• EXCERPT PROVIDED:
__________

Study Finds No Advantage of Enhanced Protein Nutrition in Critical Illness Recovery

A comprehensive study finds that increasing protein intake during critical illness offers no significant improvement in patient recovery outcomes, prompting calls for further research into nutritional strategies in ICU care.
Research conducted by the University of Adelaide has revealed that increasing protein intake through specialized nutritional formulas during critical illness may not provide the expected health benefits. The study involved 3,397 intensive care unit (ICU) patients across Australia and New Zealand, who were subjected to a 12-month crossover trial comparing high-protein (100g/L) and lower-protein (63g/L) enteral nutrition provided via feeding tubes. Patients received each formula for three months, allowing researchers to evaluate the impact of protein levels on recovery outcomes.
The findings, published in the Journal of the American Medical Association (JAMA), suggest that the higher protein formula did not significantly improve key recovery metrics. Specifically, there was no increase in the duration patients stayed outside the hospital, nor improvements in secondary measures such as ventilation time, ICU length of stay, or rates of tracheostomy and kidney replacement therapy. Additionally, the study found that high protein intake could potentially pose risks for patients with acute kidney failure.
Lead researcher Matthew Summers emphasized that current international guidelines on protein provision in critical care are based on low-quality evidence. The results challenge the assumption that more protein during the early phase of critical illness uniformly benefits patients. Senior ICU dietitian and co-author Associate Professor Lee-anne Chapple noted that while early high-protein nutrition did not show benefits, future research could explore whether higher protein delivery during the recovery phase might be advantageous.
The study highlights the importance of cautious nutritional strategies in critical care settings and underscores the need for further investigation into optimal timing and dosing of protein to enhance long-term recovery in critically ill patients. The research team continues to explore targeted nutritional interventions that might better support recovery after critical illness.

__________

• SUPPLIED ENTRIES:
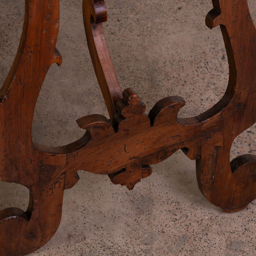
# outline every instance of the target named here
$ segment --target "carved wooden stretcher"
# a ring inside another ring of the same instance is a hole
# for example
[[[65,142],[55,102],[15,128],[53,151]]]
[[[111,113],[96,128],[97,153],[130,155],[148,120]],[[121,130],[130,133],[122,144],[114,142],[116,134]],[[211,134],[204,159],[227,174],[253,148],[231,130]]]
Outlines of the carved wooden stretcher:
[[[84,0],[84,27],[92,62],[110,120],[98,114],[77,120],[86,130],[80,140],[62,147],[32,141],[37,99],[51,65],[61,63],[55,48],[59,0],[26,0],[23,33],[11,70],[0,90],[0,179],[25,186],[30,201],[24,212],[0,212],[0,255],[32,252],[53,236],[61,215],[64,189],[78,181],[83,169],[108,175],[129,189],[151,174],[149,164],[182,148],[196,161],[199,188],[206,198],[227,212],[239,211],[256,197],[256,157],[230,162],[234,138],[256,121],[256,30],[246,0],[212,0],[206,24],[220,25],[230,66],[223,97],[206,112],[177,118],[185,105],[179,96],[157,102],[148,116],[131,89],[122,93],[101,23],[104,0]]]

__________

• PROBLEMS AND TASKS:
1. According to the protein nutrition article, how many ICU patients took part in the study?
2. List every secondary measure that the protein nutrition article says showed no improvement with the higher protein formula.
3. Reproduce the passage of the protein nutrition article that opens with the words containing "Study Finds No" and closes with "in ICU care.".
Answer from the protein nutrition article alone.

• OUTPUTS BY TASK:
1. 3,397 ICU patients across Australia and New Zealand.

2.
- Ventilation time
- ICU length of stay
- Rates of tracheostomy
- Rates of kidney replacement therapy

3.
Study Finds No Advantage of Enhanced Protein Nutrition in Critical Illness Recovery

A comprehensive study finds that increasing protein intake during critical illness offers no significant improvement in patient recovery outcomes, prompting calls for further research into nutritional strategies in ICU care.